> **Assigned task**: Lines from the one containing "Teacher note: have the class pick out the garage" through the last one in the data below: write them out word for word, and only them.

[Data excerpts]

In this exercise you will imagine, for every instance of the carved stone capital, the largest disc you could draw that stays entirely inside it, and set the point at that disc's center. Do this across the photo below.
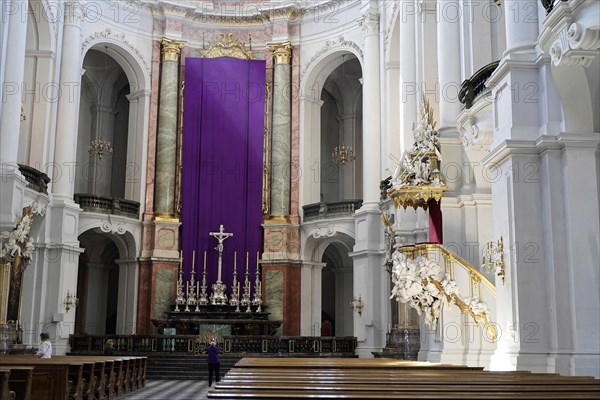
(282, 52)
(369, 23)
(572, 33)
(74, 13)
(171, 49)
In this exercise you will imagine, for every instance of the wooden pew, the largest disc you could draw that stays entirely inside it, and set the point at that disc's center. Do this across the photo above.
(20, 381)
(4, 377)
(52, 379)
(390, 379)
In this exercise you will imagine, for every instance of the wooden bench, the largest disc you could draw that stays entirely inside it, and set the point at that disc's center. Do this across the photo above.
(52, 379)
(5, 393)
(19, 382)
(390, 379)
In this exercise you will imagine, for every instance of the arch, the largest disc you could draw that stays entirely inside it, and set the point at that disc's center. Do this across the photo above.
(322, 65)
(314, 247)
(106, 281)
(133, 65)
(137, 72)
(576, 98)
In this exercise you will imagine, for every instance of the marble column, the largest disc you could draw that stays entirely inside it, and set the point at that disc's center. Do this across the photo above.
(10, 118)
(408, 73)
(281, 134)
(449, 70)
(371, 111)
(166, 138)
(68, 102)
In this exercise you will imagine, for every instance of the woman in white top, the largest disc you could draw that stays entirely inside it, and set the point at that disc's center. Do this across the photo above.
(45, 349)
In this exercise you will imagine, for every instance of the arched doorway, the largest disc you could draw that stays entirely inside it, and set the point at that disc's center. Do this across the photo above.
(103, 119)
(336, 290)
(107, 273)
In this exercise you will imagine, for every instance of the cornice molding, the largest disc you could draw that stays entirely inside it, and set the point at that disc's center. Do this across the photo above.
(329, 46)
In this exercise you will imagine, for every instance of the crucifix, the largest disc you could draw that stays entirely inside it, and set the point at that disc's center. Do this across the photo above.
(220, 236)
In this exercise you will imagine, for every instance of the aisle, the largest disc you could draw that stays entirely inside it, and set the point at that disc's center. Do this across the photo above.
(170, 390)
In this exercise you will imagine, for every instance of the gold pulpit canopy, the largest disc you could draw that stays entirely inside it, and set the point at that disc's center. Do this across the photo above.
(228, 46)
(417, 178)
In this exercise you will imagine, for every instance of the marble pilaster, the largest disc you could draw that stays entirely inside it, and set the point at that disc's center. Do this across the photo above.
(371, 110)
(10, 117)
(408, 73)
(166, 140)
(281, 133)
(68, 102)
(448, 38)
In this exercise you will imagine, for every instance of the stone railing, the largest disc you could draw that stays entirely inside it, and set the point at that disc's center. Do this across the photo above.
(471, 88)
(185, 344)
(38, 180)
(108, 205)
(333, 209)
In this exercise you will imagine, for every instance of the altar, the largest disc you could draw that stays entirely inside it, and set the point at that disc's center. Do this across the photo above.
(239, 312)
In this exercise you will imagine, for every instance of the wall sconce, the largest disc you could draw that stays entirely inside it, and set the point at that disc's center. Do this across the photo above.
(357, 305)
(493, 258)
(70, 301)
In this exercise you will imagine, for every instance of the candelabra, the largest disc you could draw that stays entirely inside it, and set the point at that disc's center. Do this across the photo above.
(192, 290)
(257, 301)
(493, 259)
(357, 305)
(235, 295)
(179, 299)
(203, 297)
(246, 296)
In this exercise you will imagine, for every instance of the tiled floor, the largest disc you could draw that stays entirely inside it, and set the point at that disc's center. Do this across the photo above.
(171, 390)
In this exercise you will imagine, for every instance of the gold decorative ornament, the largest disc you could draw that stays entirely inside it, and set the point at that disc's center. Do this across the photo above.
(282, 52)
(493, 259)
(357, 305)
(417, 178)
(70, 301)
(100, 148)
(166, 217)
(228, 46)
(343, 154)
(171, 49)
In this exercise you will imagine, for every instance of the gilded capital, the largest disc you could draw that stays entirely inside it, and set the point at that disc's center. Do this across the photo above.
(171, 49)
(282, 52)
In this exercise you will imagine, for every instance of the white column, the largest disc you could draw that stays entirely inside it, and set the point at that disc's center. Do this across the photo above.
(317, 295)
(521, 19)
(128, 293)
(408, 73)
(310, 110)
(68, 102)
(448, 50)
(10, 116)
(371, 111)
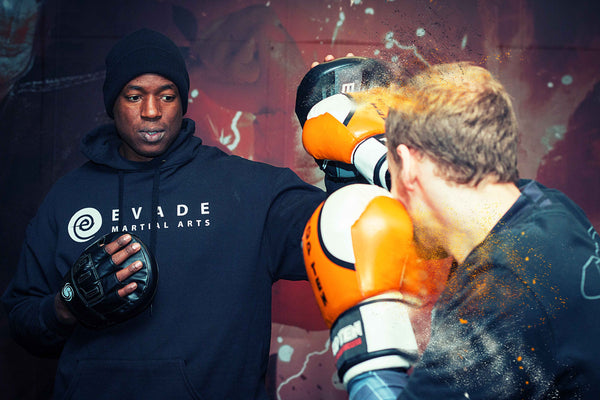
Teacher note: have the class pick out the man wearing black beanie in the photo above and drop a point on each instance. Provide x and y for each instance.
(221, 228)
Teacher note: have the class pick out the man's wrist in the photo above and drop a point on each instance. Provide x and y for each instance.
(63, 314)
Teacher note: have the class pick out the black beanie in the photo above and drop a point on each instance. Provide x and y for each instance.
(144, 52)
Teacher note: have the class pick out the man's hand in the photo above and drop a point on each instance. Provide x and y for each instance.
(120, 250)
(113, 280)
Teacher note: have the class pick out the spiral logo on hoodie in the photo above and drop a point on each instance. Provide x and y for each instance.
(84, 224)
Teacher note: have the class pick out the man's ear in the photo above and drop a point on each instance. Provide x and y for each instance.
(407, 172)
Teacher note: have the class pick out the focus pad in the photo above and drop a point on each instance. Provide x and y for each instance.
(90, 287)
(342, 75)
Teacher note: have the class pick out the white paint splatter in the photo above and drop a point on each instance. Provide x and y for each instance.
(338, 25)
(463, 44)
(285, 353)
(391, 42)
(308, 356)
(566, 80)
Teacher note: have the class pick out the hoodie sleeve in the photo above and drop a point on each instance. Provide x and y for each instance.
(293, 204)
(29, 298)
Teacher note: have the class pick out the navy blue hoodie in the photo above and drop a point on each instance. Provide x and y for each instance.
(222, 229)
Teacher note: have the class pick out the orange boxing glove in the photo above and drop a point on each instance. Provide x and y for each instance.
(362, 265)
(349, 128)
(357, 244)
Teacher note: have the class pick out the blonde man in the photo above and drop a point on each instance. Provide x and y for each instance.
(518, 317)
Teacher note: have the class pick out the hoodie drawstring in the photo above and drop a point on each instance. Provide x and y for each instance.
(153, 209)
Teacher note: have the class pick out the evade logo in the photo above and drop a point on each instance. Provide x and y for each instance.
(67, 292)
(84, 224)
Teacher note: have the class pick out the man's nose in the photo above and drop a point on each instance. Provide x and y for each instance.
(151, 108)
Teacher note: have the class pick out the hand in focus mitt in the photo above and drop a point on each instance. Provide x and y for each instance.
(90, 288)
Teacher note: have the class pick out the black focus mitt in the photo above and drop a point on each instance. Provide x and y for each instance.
(90, 287)
(342, 75)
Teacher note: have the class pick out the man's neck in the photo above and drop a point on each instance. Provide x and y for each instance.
(473, 213)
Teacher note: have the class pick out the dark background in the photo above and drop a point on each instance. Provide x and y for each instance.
(245, 59)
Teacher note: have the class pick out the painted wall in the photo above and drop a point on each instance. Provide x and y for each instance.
(245, 59)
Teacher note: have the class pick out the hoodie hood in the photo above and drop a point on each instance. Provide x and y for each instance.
(101, 146)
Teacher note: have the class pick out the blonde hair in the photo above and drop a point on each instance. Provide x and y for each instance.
(460, 117)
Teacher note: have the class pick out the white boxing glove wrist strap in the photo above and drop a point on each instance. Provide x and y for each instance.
(375, 334)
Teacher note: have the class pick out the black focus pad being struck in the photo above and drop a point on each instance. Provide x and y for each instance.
(342, 75)
(90, 287)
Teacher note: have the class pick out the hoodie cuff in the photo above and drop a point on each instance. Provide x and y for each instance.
(50, 320)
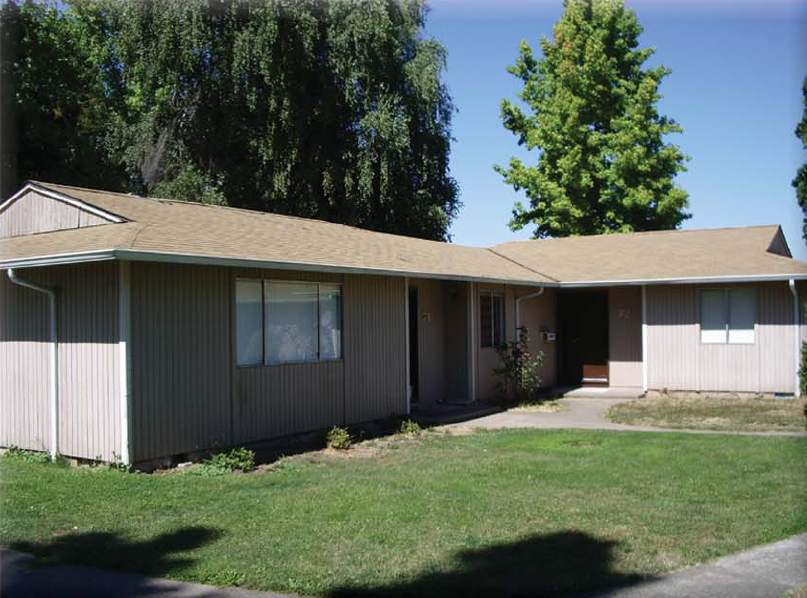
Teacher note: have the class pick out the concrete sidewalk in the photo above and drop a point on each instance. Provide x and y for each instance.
(764, 572)
(586, 414)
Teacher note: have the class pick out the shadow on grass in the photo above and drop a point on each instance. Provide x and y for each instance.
(558, 564)
(157, 557)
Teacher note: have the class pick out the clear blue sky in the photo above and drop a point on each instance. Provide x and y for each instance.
(735, 89)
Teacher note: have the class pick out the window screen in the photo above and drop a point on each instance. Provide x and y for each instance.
(491, 319)
(249, 322)
(742, 315)
(291, 322)
(713, 317)
(728, 315)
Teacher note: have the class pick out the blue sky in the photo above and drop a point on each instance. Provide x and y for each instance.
(735, 89)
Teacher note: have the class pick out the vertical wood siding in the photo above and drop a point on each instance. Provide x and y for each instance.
(374, 346)
(188, 394)
(89, 406)
(181, 385)
(677, 360)
(35, 213)
(625, 336)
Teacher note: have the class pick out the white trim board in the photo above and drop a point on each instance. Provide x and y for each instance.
(55, 195)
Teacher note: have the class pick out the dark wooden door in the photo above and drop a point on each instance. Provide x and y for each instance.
(583, 337)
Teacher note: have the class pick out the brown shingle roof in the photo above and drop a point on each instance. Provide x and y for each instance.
(199, 232)
(659, 255)
(191, 229)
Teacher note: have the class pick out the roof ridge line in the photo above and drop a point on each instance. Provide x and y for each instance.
(517, 263)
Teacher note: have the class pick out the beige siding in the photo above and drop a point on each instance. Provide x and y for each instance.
(89, 400)
(180, 352)
(188, 394)
(35, 213)
(456, 341)
(677, 360)
(625, 336)
(539, 314)
(374, 347)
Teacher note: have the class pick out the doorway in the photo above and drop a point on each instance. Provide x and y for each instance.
(414, 354)
(583, 338)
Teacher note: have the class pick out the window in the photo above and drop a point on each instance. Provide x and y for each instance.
(728, 315)
(287, 322)
(491, 318)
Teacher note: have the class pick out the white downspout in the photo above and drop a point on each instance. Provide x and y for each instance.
(54, 359)
(796, 340)
(644, 338)
(518, 303)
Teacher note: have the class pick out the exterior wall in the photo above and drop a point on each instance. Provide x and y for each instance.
(677, 360)
(625, 336)
(539, 314)
(89, 385)
(187, 393)
(35, 213)
(431, 340)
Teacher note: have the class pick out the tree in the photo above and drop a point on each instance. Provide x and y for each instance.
(53, 103)
(800, 182)
(603, 165)
(333, 110)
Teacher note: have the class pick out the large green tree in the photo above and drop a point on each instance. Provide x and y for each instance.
(334, 110)
(53, 102)
(800, 182)
(603, 162)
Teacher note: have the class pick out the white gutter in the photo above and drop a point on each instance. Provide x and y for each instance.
(54, 359)
(796, 340)
(518, 303)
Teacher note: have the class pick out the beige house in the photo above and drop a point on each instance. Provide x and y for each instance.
(137, 329)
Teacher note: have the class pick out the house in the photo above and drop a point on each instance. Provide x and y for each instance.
(135, 328)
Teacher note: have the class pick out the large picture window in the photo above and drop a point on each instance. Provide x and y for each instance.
(491, 318)
(728, 315)
(287, 322)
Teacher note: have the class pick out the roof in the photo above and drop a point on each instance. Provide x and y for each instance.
(660, 256)
(158, 229)
(150, 229)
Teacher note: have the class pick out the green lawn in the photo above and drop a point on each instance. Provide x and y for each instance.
(490, 513)
(713, 413)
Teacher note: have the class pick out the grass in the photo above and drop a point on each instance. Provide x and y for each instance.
(713, 413)
(518, 512)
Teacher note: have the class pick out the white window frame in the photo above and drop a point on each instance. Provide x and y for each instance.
(726, 291)
(503, 328)
(264, 294)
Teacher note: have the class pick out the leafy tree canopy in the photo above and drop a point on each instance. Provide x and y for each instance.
(800, 182)
(334, 110)
(603, 164)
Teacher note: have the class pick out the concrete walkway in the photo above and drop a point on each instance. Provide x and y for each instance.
(764, 572)
(587, 414)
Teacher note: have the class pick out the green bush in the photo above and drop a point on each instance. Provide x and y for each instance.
(15, 452)
(338, 438)
(409, 427)
(518, 379)
(237, 459)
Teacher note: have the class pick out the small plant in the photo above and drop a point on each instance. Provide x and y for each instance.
(237, 459)
(409, 427)
(518, 379)
(338, 438)
(15, 452)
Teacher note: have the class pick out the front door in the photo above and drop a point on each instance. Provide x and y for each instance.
(583, 338)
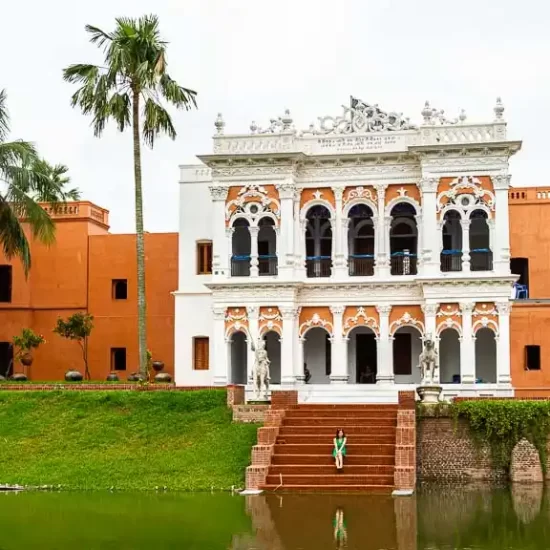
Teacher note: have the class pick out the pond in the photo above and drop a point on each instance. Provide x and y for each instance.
(436, 518)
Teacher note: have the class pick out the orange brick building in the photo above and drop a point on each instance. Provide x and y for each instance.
(88, 269)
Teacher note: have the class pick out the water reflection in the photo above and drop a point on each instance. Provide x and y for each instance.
(437, 518)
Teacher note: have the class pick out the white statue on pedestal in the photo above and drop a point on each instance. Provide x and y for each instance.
(260, 372)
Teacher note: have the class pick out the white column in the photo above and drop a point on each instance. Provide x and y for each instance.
(430, 311)
(384, 347)
(339, 350)
(503, 343)
(338, 265)
(501, 250)
(428, 234)
(465, 245)
(220, 264)
(467, 346)
(382, 235)
(285, 244)
(252, 312)
(287, 344)
(220, 359)
(254, 271)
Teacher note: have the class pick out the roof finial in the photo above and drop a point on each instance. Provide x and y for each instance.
(219, 124)
(499, 110)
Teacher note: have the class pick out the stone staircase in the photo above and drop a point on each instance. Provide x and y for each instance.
(301, 458)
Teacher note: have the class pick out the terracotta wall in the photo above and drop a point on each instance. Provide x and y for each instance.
(75, 274)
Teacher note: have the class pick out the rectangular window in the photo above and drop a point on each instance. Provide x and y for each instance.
(201, 353)
(118, 358)
(532, 357)
(204, 257)
(120, 289)
(402, 354)
(5, 283)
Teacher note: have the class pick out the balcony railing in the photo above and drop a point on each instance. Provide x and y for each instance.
(451, 260)
(481, 259)
(361, 265)
(318, 266)
(240, 266)
(403, 263)
(267, 265)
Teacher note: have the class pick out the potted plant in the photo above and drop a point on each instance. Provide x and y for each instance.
(25, 343)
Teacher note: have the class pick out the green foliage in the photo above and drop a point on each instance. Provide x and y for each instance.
(27, 340)
(128, 440)
(502, 423)
(77, 327)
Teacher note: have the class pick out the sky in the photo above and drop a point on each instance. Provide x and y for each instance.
(252, 59)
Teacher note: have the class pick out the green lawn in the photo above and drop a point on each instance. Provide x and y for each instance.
(122, 439)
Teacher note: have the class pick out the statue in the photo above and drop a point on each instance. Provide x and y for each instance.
(428, 361)
(260, 371)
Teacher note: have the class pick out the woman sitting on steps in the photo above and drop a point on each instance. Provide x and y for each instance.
(339, 451)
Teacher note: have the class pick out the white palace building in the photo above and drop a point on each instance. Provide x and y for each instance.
(343, 246)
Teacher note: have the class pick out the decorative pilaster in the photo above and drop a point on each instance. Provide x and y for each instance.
(339, 374)
(501, 250)
(285, 246)
(337, 252)
(465, 245)
(252, 313)
(254, 263)
(467, 346)
(428, 235)
(290, 322)
(384, 348)
(220, 346)
(503, 343)
(220, 264)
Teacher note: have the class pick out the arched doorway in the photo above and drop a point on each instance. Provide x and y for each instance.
(486, 356)
(267, 247)
(407, 347)
(481, 256)
(273, 348)
(449, 356)
(318, 355)
(239, 358)
(403, 239)
(362, 358)
(318, 242)
(361, 241)
(240, 248)
(451, 255)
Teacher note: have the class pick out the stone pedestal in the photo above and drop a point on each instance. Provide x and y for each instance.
(429, 394)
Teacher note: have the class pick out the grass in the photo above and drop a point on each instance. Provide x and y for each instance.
(123, 440)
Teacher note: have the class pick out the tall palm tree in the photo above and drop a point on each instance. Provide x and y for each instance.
(24, 181)
(128, 88)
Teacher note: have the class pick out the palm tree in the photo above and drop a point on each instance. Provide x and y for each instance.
(129, 87)
(23, 182)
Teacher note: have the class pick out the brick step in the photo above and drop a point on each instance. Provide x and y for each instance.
(317, 469)
(327, 460)
(340, 414)
(340, 422)
(316, 438)
(334, 479)
(369, 489)
(352, 449)
(330, 431)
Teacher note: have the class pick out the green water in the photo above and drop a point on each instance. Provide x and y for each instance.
(443, 519)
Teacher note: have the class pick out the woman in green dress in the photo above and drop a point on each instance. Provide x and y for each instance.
(339, 451)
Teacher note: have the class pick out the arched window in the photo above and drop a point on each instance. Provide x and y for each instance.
(241, 246)
(403, 239)
(361, 241)
(451, 254)
(318, 242)
(481, 256)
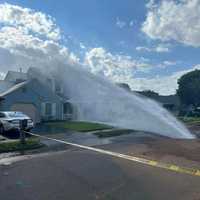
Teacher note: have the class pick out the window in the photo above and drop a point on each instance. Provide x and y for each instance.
(48, 109)
(2, 115)
(67, 108)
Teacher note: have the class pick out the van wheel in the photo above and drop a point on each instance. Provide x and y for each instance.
(1, 129)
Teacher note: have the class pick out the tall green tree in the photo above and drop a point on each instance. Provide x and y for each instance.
(189, 88)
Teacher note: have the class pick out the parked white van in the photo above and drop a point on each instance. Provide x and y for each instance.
(11, 121)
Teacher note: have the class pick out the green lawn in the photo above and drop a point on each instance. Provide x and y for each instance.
(31, 143)
(79, 126)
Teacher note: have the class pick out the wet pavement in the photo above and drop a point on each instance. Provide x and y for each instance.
(85, 175)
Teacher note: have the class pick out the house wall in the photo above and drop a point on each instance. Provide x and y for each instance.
(36, 94)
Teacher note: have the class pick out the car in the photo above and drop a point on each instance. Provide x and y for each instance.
(11, 121)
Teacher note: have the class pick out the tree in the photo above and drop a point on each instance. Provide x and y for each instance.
(189, 88)
(150, 94)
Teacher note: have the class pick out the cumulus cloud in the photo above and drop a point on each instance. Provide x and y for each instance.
(120, 68)
(29, 21)
(161, 48)
(174, 20)
(164, 85)
(112, 66)
(21, 44)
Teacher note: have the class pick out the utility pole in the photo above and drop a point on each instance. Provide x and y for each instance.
(23, 126)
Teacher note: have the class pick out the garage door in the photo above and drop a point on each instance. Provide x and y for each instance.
(28, 109)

> **Answer to this problem**:
Teacher note: have the class pick out the garage door in the photo above and drop a point on each instance. Provide x and y for each instance.
(28, 109)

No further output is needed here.